*** Opening of DATA EXTRACT ***

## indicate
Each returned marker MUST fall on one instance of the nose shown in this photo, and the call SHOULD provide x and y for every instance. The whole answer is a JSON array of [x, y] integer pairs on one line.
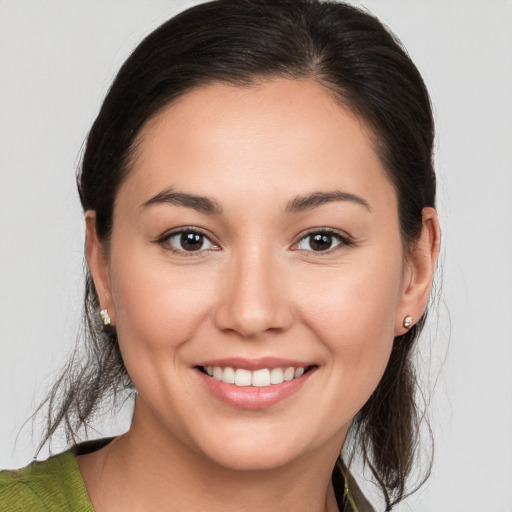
[[253, 299]]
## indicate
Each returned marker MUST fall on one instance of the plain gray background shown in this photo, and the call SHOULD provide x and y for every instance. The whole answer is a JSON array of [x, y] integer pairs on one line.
[[57, 59]]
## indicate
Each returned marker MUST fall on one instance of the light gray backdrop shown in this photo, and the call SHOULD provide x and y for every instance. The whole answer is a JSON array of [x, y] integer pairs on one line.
[[57, 59]]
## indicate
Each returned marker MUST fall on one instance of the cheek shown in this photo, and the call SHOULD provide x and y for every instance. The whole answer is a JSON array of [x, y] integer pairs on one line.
[[352, 311], [157, 307]]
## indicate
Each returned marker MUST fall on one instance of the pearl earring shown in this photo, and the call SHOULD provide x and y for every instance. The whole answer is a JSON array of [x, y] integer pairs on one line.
[[105, 317], [407, 322]]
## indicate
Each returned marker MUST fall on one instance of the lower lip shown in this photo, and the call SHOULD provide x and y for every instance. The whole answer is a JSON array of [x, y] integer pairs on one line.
[[252, 397]]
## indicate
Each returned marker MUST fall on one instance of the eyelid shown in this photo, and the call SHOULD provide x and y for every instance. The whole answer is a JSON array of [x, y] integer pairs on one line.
[[344, 239], [164, 240]]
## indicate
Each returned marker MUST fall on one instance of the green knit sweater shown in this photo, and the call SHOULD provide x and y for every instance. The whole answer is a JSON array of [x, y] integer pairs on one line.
[[56, 485], [53, 485]]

*** Close of DATA EXTRACT ***

* **AIM OF THE TASK**
Copy out the material above exactly; the images stay out.

* **EXERCISE ANSWER**
## indicate
Each returned marker MUST fall on one instance of the nose shown in this photo, and the call SHOULD provide x and y for every instance. The whole answer is a JSON array of [x, y] integer pairs on one line.
[[253, 299]]
## indicate
Each returned marker MUST fall on one instance of the plain gray background shown in this photo, and the call SHOULD provide x and y for every instance. The whole answer is a JSON array of [x, y] integer pairs on one line.
[[57, 59]]
## indicate
Each returned marker MUST fall on one instance of the light gray backdrop shown in this photo, and the call SHOULD provide x and y for every instance. The whole answer is a JSON array of [x, y] integer pairs on one line.
[[57, 59]]
## indicate
Each returned marker MUST fall on one instance of the cheek shown in this photo, and the call SHOULD provide x and y for every instance. The whole answer is a JSON array of [x, y] integer pairs on one line.
[[352, 311], [157, 307]]
## indicate
Each returned marker MUST fall on one instance of the pearl earring shown in this photo, and the call SHOULD provide x and y for every instance. The whole answer is a JSON array of [x, y] integer pairs on one line.
[[105, 317], [407, 322]]
## indicate
Each returned marker MUST fall on one instance of the lower lip shown in this photo, and the call SHOULD provide x and y for every instance. The whole answer is a JSON array of [x, y] integer pairs on one line.
[[252, 397]]
## indicate
Each returned marker MUST fall on one instance of the eyelid shown in this photo, and the call SHOULD provide x and y for every instance. The whole answer is a JSON array of [x, y] integer pairs on one line.
[[344, 239], [164, 240]]
## indicate
Each returned marker MUST fall on one instance of the green knit sweater shown in this photo, and the call SHOULD provide x and y for every instance. The whole answer is a JSON array of [x, y] integer pairs on one line.
[[56, 485], [53, 485]]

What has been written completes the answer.